Source extract —
- - - - - - -

By David L. Brown
One of the news websites, Fox News (here), today featured excerpts from a number of predictions made 25 years ago by “science thinkers,” predicting conditions in our time of 2012. I recognize the names of most of these “science thinkers” and they are actually “science fiction writers,” but that’s okay because they’re in the business of imagining the future as much as anyone. I’ve always had a passing interest in futurism, the attempt to predict how things will be in future times. In general, these tend to be wildly inaccurate due to the many uncertainties and the phenomenon of straight line thinking. Too often futurists tend to look at what’s been happening recently and simply project a straight line into the future.
Even a cursory look at history will knock enough holes in this procedure to make Swiss cheeses look like solid objects. Imagine the application of straight line thinking to the U.S. economy in the summer of 1929, the likelihood of war in Europe in 1913, the future well-being of the little Roman village of Pompeii in 78 AD (Mount Vesuvius erupted the following year), and so many more examples of unexpected and unpredictable events that dramatically change the future.
One thing that struck me abut these predictions was that they were for the most part pessimistic, in contrast with the usual fol-de-rol about a Jetsons future with flying cars and an abundance of everything. Here are some excerpts with my comments:
Isaac Asimov: “Assuming we haven’t destroyed ourselves in a nuclear war, there will be 8-10 billion of us on this planet and widespread hunger.”
Isaac’s view was fairly accurate, even though he was a little on the high side on population (it’s actually just something over 7 billion). He was dead on about the looming hunger, hastened by this year’s worldwide drought.
Jack Williamson: “If we had a time-phone, now in 1987, we would beg you to forgive us. We have burdened you with impossible debts, wasted and polluted the planet that should have been your rich heritage, left you instead a dreadful legacy of ignorance, want, and war.”

- - - - - - -

Extracted information —
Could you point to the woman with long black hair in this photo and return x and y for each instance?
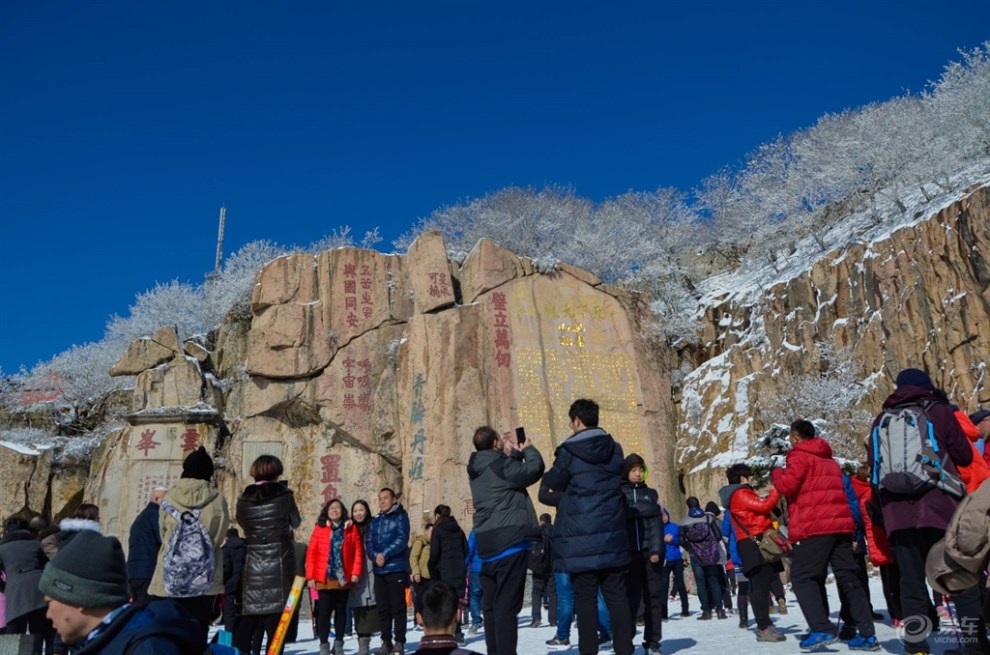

- - - - - - -

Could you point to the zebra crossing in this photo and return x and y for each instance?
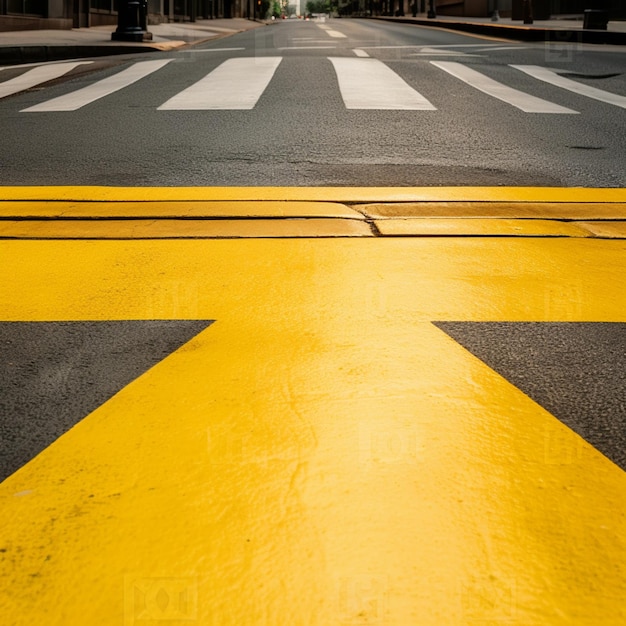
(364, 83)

- - - - - - -

Required action — Transcribe the commentary on 1987 predictions word for word, starting at the words "By David L." and stopping after "into the future.".

Exercise response —
By David L. Brown
One of the news websites, Fox News (here), today featured excerpts from a number of predictions made 25 years ago by “science thinkers,” predicting conditions in our time of 2012. I recognize the names of most of these “science thinkers” and they are actually “science fiction writers,” but that’s okay because they’re in the business of imagining the future as much as anyone. I’ve always had a passing interest in futurism, the attempt to predict how things will be in future times. In general, these tend to be wildly inaccurate due to the many uncertainties and the phenomenon of straight line thinking. Too often futurists tend to look at what’s been happening recently and simply project a straight line into the future.